» Aim
Convert the records below into a Markdown table with two columns, Row and Line. Give each non-blank line its own numbered row and skip blank lines.

» Data for processing
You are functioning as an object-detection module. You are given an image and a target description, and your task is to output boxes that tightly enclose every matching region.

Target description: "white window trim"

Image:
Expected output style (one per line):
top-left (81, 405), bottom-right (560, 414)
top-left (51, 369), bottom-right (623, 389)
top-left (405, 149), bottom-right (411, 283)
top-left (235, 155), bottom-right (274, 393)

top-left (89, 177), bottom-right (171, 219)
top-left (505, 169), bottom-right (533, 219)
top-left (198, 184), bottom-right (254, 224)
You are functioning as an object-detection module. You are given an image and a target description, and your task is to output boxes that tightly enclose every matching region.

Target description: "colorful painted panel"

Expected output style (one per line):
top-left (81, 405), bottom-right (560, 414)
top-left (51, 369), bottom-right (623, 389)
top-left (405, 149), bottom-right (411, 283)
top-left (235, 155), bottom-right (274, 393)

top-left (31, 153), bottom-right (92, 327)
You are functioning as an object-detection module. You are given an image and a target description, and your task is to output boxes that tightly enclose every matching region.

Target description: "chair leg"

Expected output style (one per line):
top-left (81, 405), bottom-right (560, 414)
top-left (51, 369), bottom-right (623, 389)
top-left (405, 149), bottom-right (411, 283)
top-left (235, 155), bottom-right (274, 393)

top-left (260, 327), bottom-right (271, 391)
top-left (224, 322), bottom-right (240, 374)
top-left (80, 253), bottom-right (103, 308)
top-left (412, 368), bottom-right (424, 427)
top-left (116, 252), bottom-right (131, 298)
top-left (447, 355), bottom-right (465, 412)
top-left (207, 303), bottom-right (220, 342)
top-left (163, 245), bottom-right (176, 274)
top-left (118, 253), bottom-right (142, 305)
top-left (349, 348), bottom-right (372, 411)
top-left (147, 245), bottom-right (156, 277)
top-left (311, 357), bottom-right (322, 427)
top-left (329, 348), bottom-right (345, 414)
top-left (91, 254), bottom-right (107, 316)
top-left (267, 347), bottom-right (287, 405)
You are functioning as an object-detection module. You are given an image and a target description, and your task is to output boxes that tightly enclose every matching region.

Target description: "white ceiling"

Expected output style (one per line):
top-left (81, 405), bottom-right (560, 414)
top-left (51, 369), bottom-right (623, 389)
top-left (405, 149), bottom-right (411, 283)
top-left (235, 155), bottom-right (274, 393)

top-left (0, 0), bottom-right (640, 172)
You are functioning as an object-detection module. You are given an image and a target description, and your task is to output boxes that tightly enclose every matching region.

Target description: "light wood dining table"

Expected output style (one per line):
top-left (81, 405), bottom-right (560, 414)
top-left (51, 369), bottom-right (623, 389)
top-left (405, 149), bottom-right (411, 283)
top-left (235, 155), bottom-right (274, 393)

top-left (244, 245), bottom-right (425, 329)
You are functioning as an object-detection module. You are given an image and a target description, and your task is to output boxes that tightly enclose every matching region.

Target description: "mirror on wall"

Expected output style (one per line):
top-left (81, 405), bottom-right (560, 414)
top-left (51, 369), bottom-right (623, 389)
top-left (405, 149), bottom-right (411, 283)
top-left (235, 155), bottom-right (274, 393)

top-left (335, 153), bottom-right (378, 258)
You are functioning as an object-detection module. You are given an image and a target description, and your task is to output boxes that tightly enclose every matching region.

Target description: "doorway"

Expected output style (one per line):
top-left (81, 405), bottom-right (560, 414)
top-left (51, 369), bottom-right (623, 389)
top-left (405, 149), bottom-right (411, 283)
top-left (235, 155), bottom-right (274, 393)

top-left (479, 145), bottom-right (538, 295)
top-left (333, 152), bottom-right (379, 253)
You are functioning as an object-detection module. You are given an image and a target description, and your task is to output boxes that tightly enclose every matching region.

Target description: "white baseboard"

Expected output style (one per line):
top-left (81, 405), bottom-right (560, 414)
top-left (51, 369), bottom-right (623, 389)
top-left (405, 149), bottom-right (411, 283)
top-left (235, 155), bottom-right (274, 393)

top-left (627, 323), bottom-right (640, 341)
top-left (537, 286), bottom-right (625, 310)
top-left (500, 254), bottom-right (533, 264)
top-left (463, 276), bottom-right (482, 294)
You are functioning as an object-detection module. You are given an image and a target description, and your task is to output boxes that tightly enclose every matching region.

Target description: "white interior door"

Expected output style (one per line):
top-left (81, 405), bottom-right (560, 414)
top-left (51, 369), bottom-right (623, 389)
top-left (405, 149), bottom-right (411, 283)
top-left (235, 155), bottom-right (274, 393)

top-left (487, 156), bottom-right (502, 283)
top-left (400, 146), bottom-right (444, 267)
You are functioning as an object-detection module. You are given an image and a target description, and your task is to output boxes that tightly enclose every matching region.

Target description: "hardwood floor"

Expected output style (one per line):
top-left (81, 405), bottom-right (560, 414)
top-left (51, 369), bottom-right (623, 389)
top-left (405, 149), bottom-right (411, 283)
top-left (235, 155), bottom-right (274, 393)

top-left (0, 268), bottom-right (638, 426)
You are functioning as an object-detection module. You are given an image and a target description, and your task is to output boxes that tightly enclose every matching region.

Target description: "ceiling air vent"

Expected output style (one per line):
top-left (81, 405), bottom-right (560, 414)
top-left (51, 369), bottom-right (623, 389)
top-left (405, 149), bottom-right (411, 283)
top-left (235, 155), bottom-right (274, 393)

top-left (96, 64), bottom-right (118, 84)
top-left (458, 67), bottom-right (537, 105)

» Answer to the task
| Row | Line |
|---|---|
| 1 | You are functioning as an object-detection module. You are given an image and a target description, and your task is to output boxes that tightly enclose every matching region. |
| 2 | Target description: "white window trim" |
| 3 | Image: |
| 4 | Expected output style (one per line): |
| 5 | top-left (81, 405), bottom-right (560, 414) |
| 6 | top-left (51, 369), bottom-right (623, 389) |
| 7 | top-left (405, 149), bottom-right (411, 283) |
| 8 | top-left (235, 155), bottom-right (274, 393) |
| 9 | top-left (89, 177), bottom-right (171, 219) |
| 10 | top-left (505, 169), bottom-right (533, 219) |
| 11 | top-left (198, 184), bottom-right (254, 224) |
| 12 | You are functioning as an object-detection module. You are given an image and a target description, and your task is to output boxes that tightly enclose every matching region. |
| 13 | Target description: "colorful painted panel" |
| 14 | Expected output style (one per line): |
| 15 | top-left (81, 405), bottom-right (560, 414) |
| 16 | top-left (51, 369), bottom-right (623, 389) |
| 17 | top-left (405, 149), bottom-right (411, 283) |
| 18 | top-left (235, 155), bottom-right (274, 393) |
| 19 | top-left (31, 153), bottom-right (92, 327) |
| 20 | You are functioning as an object-detection module. You are given an image and a target description, and your task is to output boxes that tightly enclose every matching region. |
| 21 | Target description: "chair leg" |
| 22 | Expected output style (one per line): |
| 23 | top-left (81, 405), bottom-right (560, 414) |
| 24 | top-left (51, 369), bottom-right (623, 389) |
| 25 | top-left (405, 149), bottom-right (411, 283) |
| 26 | top-left (235, 155), bottom-right (274, 393) |
| 27 | top-left (260, 327), bottom-right (271, 391) |
| 28 | top-left (224, 322), bottom-right (240, 374) |
| 29 | top-left (80, 253), bottom-right (103, 308) |
| 30 | top-left (412, 368), bottom-right (424, 427) |
| 31 | top-left (116, 252), bottom-right (131, 298) |
| 32 | top-left (447, 355), bottom-right (465, 412) |
| 33 | top-left (207, 303), bottom-right (220, 342) |
| 34 | top-left (163, 245), bottom-right (176, 274) |
| 35 | top-left (118, 253), bottom-right (142, 305) |
| 36 | top-left (349, 348), bottom-right (372, 411) |
| 37 | top-left (147, 245), bottom-right (156, 277) |
| 38 | top-left (311, 357), bottom-right (322, 427) |
| 39 | top-left (329, 348), bottom-right (345, 414) |
| 40 | top-left (91, 254), bottom-right (107, 316) |
| 41 | top-left (267, 347), bottom-right (287, 405) |
| 42 | You are functioning as an object-detection module. You are given an image and a target description, and your task is to output boxes that tightly enclose every matching region. |
| 43 | Target description: "white ceiling" |
| 44 | Expected output style (one per line): |
| 45 | top-left (81, 405), bottom-right (560, 414) |
| 46 | top-left (51, 369), bottom-right (623, 389) |
| 47 | top-left (405, 149), bottom-right (411, 283) |
| 48 | top-left (235, 155), bottom-right (274, 393) |
| 49 | top-left (0, 0), bottom-right (640, 172) |
| 50 | You are functioning as an object-detection module. You are given an image and a target description, and your task is to output boxes that tightly enclose every matching region. |
| 51 | Target description: "light wood dining table" |
| 52 | Expected output style (one per line): |
| 53 | top-left (81, 405), bottom-right (560, 414) |
| 54 | top-left (51, 369), bottom-right (623, 389) |
| 55 | top-left (405, 149), bottom-right (411, 283) |
| 56 | top-left (235, 155), bottom-right (274, 393) |
| 57 | top-left (244, 245), bottom-right (425, 329) |
| 58 | You are functioning as an object-detection module. You are given an image and a target description, and your task is to output boxes that tightly enclose every matching region. |
| 59 | Target description: "mirror on wall" |
| 60 | Expected output style (one per line): |
| 61 | top-left (81, 405), bottom-right (560, 414) |
| 62 | top-left (51, 369), bottom-right (623, 389) |
| 63 | top-left (405, 149), bottom-right (411, 283) |
| 64 | top-left (235, 155), bottom-right (274, 393) |
| 65 | top-left (335, 153), bottom-right (378, 258) |
| 66 | You are functioning as an object-detection module. You are given an image and a target description, and your task is to output boxes that tightly enclose every matching region. |
| 67 | Target description: "doorway" |
| 68 | Expected output style (one per line): |
| 69 | top-left (81, 405), bottom-right (560, 414) |
| 70 | top-left (51, 369), bottom-right (623, 389) |
| 71 | top-left (405, 149), bottom-right (411, 283) |
| 72 | top-left (235, 155), bottom-right (274, 393) |
| 73 | top-left (479, 145), bottom-right (538, 295) |
| 74 | top-left (333, 152), bottom-right (379, 253) |
| 75 | You are functioning as an object-detection module. You are given an image and a target description, and your task is to output boxes that tightly enclose every matching region. |
| 76 | Target description: "white baseboard" |
| 77 | Expected output style (one per line): |
| 78 | top-left (81, 405), bottom-right (560, 414) |
| 79 | top-left (51, 369), bottom-right (623, 389) |
| 80 | top-left (405, 149), bottom-right (411, 283) |
| 81 | top-left (235, 155), bottom-right (274, 393) |
| 82 | top-left (627, 323), bottom-right (640, 341) |
| 83 | top-left (537, 286), bottom-right (625, 310) |
| 84 | top-left (500, 254), bottom-right (533, 264) |
| 85 | top-left (463, 276), bottom-right (482, 294) |
| 86 | You are functioning as an object-detection module. You are given an image and a target description, and your task is to output boxes that tightly enclose every matching region. |
| 87 | Target description: "white interior door" |
| 88 | Expected output style (one per line): |
| 89 | top-left (81, 405), bottom-right (560, 414) |
| 90 | top-left (51, 369), bottom-right (623, 389) |
| 91 | top-left (405, 149), bottom-right (411, 283) |
| 92 | top-left (235, 155), bottom-right (274, 393) |
| 93 | top-left (487, 156), bottom-right (502, 283) |
| 94 | top-left (400, 146), bottom-right (444, 267) |
| 95 | You are functioning as an object-detection module. You are given an image and a target description, and your task is to output boxes that tightly enclose every matching region. |
| 96 | Target description: "hardwood floor" |
| 97 | Expected output style (one per line): |
| 98 | top-left (81, 405), bottom-right (560, 414) |
| 99 | top-left (51, 369), bottom-right (623, 389) |
| 100 | top-left (405, 149), bottom-right (411, 283) |
| 101 | top-left (235, 155), bottom-right (274, 393) |
| 102 | top-left (0, 268), bottom-right (638, 426) |
| 103 | You are functioning as an object-detection module. You are given an image and a target description, and your task is to output boxes that tightly enclose every matching region. |
| 104 | Target description: "ceiling air vent" |
| 105 | Expected output style (one per line): |
| 106 | top-left (81, 405), bottom-right (560, 414) |
| 107 | top-left (51, 369), bottom-right (623, 389) |
| 108 | top-left (405, 149), bottom-right (411, 283) |
| 109 | top-left (235, 155), bottom-right (274, 393) |
| 110 | top-left (96, 64), bottom-right (118, 84) |
| 111 | top-left (458, 67), bottom-right (537, 105) |